Object pointing dataset rows
____
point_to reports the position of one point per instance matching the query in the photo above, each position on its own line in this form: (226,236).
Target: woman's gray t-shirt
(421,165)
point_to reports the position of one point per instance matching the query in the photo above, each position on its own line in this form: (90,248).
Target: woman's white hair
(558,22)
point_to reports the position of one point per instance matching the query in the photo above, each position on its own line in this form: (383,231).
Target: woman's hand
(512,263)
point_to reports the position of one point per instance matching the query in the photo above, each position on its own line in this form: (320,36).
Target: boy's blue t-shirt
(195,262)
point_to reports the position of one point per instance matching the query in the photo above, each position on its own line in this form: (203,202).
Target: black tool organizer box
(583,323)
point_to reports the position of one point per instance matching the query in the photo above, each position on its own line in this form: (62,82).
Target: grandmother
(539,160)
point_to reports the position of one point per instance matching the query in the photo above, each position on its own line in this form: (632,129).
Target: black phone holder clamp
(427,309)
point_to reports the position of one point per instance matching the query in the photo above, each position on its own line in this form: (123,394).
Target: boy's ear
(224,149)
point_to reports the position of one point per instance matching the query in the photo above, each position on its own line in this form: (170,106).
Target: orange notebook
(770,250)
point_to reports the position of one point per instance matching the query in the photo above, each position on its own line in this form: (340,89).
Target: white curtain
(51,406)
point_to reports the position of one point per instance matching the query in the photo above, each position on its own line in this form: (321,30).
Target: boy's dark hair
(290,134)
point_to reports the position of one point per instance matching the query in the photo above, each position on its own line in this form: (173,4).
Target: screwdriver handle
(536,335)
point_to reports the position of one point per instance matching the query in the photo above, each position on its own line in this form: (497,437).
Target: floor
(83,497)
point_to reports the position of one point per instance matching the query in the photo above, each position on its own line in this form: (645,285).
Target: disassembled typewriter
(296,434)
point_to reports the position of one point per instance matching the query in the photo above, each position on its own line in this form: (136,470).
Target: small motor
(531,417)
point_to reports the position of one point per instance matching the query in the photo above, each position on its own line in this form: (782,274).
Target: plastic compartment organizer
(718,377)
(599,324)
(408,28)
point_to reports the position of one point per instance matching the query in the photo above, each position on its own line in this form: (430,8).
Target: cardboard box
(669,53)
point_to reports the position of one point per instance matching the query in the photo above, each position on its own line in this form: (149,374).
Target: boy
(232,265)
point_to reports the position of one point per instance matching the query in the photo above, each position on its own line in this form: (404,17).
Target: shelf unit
____
▸ **What you are asked to do**
Go through the data and return every record exactly.

▸ **Finished task**
point_to reports the position of one point per instance matching the query in the photo above, each position on its own line in this form: (226,236).
Target: woman's gray t-shirt
(421,165)
point_to reports the position of one point per instance matching the query in the photo above, each position on its own line in this form: (90,248).
Target: woman's white hair
(558,22)
point_to reports the position of one point per instance matching the query in the photo above, each position on its own line in this form: (383,231).
Target: woman's hand
(512,263)
point_to reports the position of one point per instance matching the query in the photo above, each position on its own line in this form: (320,36).
Target: boy's blue t-shirt
(195,262)
point_to reports the position of one point per instance matching the query in the photo above, each position on its own line in this form: (203,202).
Target: black tool organizer box
(583,323)
point_to reports the position of one point per instance matching the query in the photo above, each position on its own line in this form: (62,82).
Target: grandmother
(539,160)
point_to reports the position of one point per instance matching the query in the photo above, each position on its own line in this form: (632,129).
Target: black phone holder clamp
(427,309)
point_to reports the position of one point per instance matching the query in the photo above, each position on its own line in this form: (123,394).
Target: boy's ear
(224,149)
point_to reports the position of one point per instance matching the query in the photo above, each position on its own line in this form: (170,106).
Target: orange notebook
(770,250)
point_to reports the position of one point per instance matching the query in the photo above, each position on its own line in this form: (340,89).
Target: white curtain
(51,406)
point_to reports the position of one point per instance matching the query in the photo above, each position on its own line in this form: (321,30).
Target: boy's dark hair
(290,134)
point_to reports the position of one point per instance matching the query in the photo above, each position on its own line in this form: (173,4).
Target: screwdriver handle
(536,335)
point_to reports the position of one point per instance matching the query in the photo above, each position on its own line in this form: (497,437).
Target: floor
(83,497)
point_to reports the position of one point per instance matching the query in the photo above, each position on its own line in this form: (645,285).
Target: disassembled typewriter
(296,434)
point_to reports the position of one point per instance matching the query in the photo above, each position on its own line in this form: (136,470).
Target: small motor
(531,417)
point_to reports the position of one point per instance matching the query in the photo above, each position on its own line in this form: (782,274).
Target: plastic compartment organizer
(718,377)
(599,324)
(408,28)
point_to reports the position of one point per instance matching the query in the photo above, each position on its own line in this form: (430,8).
Target: cardboard box
(669,53)
point_to reports the position of one point per instance matching the query in the photo above, each position on its own line in this form: (149,374).
Target: boy
(232,265)
point_to reports the position of one point per instance matching the query in the photo above, each position on its own line in this form: (404,17).
Target: shelf unit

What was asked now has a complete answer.